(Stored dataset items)
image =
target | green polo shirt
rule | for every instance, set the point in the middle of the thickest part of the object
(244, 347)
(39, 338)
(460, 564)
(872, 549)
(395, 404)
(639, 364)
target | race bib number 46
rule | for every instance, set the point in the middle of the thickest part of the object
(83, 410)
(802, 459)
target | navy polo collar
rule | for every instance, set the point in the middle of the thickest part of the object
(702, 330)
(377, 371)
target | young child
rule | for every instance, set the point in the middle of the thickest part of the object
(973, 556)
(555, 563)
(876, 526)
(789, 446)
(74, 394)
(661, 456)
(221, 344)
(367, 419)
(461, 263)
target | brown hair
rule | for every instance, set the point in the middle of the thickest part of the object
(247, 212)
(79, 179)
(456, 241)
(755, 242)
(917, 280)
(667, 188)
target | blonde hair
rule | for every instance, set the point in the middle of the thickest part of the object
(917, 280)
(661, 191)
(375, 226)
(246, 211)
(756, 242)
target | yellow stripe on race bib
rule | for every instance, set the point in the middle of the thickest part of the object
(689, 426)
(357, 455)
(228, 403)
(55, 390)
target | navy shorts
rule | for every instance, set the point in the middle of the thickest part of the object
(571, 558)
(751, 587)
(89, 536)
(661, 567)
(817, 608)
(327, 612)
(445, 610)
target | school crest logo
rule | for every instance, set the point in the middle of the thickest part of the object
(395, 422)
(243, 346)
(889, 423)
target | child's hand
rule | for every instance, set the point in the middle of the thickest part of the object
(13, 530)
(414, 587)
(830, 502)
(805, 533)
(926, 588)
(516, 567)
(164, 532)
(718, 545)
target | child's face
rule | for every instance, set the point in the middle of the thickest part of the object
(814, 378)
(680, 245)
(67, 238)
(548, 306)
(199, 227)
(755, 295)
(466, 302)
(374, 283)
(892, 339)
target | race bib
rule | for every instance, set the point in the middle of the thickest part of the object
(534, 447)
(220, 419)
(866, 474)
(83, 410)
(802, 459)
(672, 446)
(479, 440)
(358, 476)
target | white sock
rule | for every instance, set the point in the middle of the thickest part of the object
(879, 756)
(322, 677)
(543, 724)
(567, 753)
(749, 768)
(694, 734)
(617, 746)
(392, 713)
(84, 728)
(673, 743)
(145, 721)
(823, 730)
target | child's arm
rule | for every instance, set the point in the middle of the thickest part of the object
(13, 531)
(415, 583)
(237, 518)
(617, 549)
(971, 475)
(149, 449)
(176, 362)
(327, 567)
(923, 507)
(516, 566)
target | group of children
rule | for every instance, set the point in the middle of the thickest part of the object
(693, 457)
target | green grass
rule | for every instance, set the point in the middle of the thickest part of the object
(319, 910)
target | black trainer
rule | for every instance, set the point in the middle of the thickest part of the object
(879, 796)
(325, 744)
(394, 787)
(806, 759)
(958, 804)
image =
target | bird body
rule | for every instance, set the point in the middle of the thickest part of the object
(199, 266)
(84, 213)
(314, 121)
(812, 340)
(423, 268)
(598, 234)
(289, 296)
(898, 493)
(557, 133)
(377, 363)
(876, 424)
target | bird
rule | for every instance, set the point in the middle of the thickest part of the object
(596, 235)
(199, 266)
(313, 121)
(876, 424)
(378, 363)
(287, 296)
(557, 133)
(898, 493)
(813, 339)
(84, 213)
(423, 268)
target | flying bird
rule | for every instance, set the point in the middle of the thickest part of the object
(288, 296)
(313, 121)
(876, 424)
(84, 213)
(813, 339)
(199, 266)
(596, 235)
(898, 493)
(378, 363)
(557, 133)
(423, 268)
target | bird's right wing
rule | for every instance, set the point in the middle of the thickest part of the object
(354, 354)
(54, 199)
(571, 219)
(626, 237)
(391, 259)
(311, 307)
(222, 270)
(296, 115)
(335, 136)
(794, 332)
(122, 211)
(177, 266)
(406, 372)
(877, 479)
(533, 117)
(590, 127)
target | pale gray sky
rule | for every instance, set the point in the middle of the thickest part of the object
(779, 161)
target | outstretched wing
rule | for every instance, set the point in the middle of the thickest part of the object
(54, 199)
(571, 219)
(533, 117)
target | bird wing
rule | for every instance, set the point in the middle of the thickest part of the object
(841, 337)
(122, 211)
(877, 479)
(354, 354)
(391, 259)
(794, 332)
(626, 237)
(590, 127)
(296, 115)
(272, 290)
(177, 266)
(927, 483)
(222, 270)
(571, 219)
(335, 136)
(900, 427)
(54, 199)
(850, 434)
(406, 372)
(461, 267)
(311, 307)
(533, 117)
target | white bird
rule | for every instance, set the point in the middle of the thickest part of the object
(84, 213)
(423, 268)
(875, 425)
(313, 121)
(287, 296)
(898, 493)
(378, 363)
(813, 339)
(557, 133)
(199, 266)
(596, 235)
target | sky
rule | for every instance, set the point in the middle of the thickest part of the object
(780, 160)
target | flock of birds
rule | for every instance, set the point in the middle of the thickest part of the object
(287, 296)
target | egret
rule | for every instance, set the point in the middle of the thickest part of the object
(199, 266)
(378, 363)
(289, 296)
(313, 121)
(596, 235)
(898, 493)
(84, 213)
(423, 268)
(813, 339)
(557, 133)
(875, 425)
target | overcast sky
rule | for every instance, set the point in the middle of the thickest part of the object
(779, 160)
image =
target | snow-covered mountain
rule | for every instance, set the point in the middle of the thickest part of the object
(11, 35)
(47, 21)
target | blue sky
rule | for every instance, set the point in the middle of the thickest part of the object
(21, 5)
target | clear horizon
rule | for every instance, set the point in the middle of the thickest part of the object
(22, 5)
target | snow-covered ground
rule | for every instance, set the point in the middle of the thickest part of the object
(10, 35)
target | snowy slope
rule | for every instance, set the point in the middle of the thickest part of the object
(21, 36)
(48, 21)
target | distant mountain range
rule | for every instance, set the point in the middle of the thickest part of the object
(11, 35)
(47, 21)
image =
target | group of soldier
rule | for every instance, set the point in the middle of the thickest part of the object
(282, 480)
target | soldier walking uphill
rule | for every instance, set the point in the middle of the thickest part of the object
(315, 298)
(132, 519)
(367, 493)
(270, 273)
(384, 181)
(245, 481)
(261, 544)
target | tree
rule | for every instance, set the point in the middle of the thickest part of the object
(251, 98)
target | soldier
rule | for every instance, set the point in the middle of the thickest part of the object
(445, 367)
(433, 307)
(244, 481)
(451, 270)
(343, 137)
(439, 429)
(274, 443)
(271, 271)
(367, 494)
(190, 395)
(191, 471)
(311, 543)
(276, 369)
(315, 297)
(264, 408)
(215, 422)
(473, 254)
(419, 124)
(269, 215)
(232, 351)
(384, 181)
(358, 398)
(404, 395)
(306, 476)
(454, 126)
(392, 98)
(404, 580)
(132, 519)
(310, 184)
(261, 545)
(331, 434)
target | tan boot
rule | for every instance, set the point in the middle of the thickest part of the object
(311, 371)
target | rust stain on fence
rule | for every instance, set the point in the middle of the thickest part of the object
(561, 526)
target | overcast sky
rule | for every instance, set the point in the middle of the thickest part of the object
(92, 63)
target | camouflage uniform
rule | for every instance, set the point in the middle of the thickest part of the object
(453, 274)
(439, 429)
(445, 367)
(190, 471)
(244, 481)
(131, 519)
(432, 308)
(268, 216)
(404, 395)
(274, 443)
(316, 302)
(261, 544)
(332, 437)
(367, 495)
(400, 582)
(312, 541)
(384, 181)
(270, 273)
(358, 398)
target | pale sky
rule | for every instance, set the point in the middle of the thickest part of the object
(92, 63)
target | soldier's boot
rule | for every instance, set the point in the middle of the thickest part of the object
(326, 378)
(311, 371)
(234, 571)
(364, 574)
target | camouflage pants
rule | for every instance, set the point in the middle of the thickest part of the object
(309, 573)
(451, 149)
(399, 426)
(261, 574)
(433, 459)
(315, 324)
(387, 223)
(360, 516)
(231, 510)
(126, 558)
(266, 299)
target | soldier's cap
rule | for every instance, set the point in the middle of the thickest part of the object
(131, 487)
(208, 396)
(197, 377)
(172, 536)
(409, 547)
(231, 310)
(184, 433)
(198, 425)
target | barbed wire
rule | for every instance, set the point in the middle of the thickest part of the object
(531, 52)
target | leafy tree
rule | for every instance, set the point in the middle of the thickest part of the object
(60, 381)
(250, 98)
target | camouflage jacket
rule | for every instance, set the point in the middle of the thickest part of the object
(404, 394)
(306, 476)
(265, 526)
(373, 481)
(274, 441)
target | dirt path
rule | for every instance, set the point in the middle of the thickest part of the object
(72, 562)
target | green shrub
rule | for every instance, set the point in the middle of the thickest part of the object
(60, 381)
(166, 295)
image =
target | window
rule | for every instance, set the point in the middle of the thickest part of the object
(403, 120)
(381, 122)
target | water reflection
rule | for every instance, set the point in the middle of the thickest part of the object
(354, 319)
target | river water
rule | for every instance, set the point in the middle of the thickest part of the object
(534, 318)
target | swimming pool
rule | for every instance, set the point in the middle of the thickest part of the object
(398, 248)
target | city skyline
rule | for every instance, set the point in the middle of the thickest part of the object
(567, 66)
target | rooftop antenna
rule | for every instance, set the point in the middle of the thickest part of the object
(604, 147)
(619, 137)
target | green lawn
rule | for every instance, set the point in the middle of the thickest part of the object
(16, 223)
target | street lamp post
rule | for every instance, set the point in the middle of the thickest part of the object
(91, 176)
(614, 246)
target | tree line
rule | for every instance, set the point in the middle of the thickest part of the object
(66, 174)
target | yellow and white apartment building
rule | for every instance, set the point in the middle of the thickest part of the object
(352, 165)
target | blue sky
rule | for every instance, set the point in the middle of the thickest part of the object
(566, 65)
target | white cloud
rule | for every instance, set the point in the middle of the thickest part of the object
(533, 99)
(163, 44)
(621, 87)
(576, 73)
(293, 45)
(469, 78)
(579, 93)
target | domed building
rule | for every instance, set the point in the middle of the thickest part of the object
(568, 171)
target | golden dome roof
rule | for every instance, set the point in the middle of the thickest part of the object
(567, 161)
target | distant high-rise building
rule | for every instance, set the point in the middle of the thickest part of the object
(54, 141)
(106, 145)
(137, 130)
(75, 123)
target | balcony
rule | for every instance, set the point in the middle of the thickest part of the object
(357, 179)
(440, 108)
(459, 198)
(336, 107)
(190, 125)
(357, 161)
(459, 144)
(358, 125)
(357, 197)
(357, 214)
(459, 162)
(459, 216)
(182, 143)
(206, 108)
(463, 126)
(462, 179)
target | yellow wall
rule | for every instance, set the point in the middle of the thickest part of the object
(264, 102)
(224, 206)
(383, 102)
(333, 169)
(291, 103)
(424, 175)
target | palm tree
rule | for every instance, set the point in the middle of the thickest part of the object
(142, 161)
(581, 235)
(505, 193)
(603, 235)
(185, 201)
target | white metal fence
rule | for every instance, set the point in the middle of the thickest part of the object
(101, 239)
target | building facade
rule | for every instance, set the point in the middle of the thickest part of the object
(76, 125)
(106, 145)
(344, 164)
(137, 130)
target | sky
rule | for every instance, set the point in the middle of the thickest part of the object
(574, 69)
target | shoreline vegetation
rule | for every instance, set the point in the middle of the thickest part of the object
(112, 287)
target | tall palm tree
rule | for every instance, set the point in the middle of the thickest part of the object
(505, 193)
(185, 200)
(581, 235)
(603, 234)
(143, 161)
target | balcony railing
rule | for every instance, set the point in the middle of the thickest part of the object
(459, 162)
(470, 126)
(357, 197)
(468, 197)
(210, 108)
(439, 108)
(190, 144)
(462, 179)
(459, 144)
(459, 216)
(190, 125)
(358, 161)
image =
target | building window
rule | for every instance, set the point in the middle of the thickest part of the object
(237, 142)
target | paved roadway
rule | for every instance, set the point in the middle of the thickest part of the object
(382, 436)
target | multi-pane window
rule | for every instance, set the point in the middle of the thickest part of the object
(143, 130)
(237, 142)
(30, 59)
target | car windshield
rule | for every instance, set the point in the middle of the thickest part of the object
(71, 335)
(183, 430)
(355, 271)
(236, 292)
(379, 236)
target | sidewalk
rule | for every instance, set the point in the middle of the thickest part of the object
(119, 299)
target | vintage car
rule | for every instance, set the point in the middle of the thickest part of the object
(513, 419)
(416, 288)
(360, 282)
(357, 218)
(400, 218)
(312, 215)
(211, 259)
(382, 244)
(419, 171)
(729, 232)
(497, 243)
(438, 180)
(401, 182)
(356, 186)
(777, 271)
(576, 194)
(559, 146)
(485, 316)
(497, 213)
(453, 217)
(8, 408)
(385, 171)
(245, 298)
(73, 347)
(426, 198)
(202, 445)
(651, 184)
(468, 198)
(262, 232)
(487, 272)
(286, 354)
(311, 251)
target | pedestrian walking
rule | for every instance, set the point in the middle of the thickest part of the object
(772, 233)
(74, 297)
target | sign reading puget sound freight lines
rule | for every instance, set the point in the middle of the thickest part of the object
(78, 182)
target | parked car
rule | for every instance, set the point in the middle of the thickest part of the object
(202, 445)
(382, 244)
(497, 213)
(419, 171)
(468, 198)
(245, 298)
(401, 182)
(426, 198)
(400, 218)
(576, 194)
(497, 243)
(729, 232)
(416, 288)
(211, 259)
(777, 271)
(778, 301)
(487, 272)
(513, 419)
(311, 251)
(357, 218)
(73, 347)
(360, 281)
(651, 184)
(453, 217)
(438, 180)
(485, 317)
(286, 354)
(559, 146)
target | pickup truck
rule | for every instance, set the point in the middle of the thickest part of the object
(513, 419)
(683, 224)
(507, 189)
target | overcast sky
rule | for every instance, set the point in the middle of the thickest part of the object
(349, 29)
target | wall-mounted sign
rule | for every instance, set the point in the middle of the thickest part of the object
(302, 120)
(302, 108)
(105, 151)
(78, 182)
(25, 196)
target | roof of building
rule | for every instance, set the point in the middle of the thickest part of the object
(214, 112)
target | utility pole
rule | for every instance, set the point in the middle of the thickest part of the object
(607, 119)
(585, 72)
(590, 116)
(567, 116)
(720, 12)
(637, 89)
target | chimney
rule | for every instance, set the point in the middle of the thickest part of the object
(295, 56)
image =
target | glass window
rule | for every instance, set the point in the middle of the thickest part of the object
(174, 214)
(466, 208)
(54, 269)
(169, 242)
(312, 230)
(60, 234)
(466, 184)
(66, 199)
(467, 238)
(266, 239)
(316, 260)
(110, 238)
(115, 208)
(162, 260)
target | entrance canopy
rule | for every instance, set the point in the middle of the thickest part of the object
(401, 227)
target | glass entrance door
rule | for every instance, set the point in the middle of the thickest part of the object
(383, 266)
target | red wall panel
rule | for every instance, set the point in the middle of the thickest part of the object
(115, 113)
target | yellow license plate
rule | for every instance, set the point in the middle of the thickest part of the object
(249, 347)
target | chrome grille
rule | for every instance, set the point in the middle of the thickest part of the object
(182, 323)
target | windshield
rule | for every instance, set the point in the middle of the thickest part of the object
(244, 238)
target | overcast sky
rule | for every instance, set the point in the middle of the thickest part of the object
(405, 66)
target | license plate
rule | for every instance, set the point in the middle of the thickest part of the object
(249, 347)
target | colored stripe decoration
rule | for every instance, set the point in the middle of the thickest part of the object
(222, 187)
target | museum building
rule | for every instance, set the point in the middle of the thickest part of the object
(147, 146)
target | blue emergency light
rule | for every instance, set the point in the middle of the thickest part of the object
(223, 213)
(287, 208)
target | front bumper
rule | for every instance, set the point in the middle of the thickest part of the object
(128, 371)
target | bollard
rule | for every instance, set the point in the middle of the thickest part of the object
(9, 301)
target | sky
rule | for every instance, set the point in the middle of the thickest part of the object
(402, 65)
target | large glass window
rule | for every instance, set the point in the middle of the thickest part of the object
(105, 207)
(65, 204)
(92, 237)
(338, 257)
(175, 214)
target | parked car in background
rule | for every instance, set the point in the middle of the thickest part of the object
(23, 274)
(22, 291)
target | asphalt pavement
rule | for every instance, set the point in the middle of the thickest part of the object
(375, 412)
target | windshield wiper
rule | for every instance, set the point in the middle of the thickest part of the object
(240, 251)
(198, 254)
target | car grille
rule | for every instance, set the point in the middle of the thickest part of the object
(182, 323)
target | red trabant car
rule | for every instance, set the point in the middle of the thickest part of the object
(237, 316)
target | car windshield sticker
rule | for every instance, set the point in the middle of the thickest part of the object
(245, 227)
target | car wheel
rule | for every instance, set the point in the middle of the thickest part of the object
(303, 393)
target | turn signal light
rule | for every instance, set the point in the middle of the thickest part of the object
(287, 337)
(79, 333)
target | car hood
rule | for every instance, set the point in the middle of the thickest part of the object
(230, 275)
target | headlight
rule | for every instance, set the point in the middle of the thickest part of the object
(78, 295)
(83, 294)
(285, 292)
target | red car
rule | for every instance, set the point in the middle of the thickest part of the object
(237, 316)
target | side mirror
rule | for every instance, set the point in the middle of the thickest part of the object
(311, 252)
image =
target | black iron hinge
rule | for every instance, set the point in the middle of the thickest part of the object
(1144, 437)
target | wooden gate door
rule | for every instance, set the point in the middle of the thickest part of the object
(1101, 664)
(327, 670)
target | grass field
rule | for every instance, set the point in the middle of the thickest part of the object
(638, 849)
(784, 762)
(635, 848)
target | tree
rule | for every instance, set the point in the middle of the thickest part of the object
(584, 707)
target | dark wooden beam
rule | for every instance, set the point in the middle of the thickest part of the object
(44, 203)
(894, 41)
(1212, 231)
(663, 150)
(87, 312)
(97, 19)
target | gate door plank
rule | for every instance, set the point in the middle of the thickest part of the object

Problem = Set down, word for word, only the lines running from the line with "target | car windshield sticker" to the last line of the listing above. Both of those lines belong in your answer.

Task response =
target | car windshield sticker
rule | for every instance, set the point in the middle of the thickest part of the object
(245, 227)
target | car wheel
rule | for every instance, set the point in the middle of the thickest part of the object
(303, 393)
target | turn signal light
rule | for every instance, set the point in the middle of the thickest part of the object
(287, 337)
(79, 333)
target | car hood
rule | for every instance, set the point in the middle of the thickest part of the object
(230, 275)
target | headlight
rule | for every instance, set the point in the middle of the thickest part of the object
(78, 295)
(83, 294)
(285, 292)
target | red car
rule | for every instance, set the point in the middle of the thickest part of the object
(237, 316)
target | side mirror
rule | for every instance, set the point in the middle of the thickest part of the object
(311, 252)
image =
target | black iron hinge
rule | for every instance, set the point in the middle of the thickest part of the object
(1144, 437)
target | wooden gate door
rule | for every instance, set the point in the middle of the thickest part of the object
(1101, 664)
(327, 670)
target | grass field
rule | for every instance, set the point in the middle of the thickest part of the object
(638, 849)
(784, 762)
(635, 848)
target | tree
rule | for every instance, set the point in the middle of the thickest part of the object
(584, 707)
target | dark wooden beam
rule | for every instance, set the point in the middle of the thickest part of the object
(44, 203)
(894, 41)
(1212, 231)
(663, 150)
(87, 312)
(97, 19)
target | gate door plank
rule | for every instance, set the point in the middle of the thickest part of the object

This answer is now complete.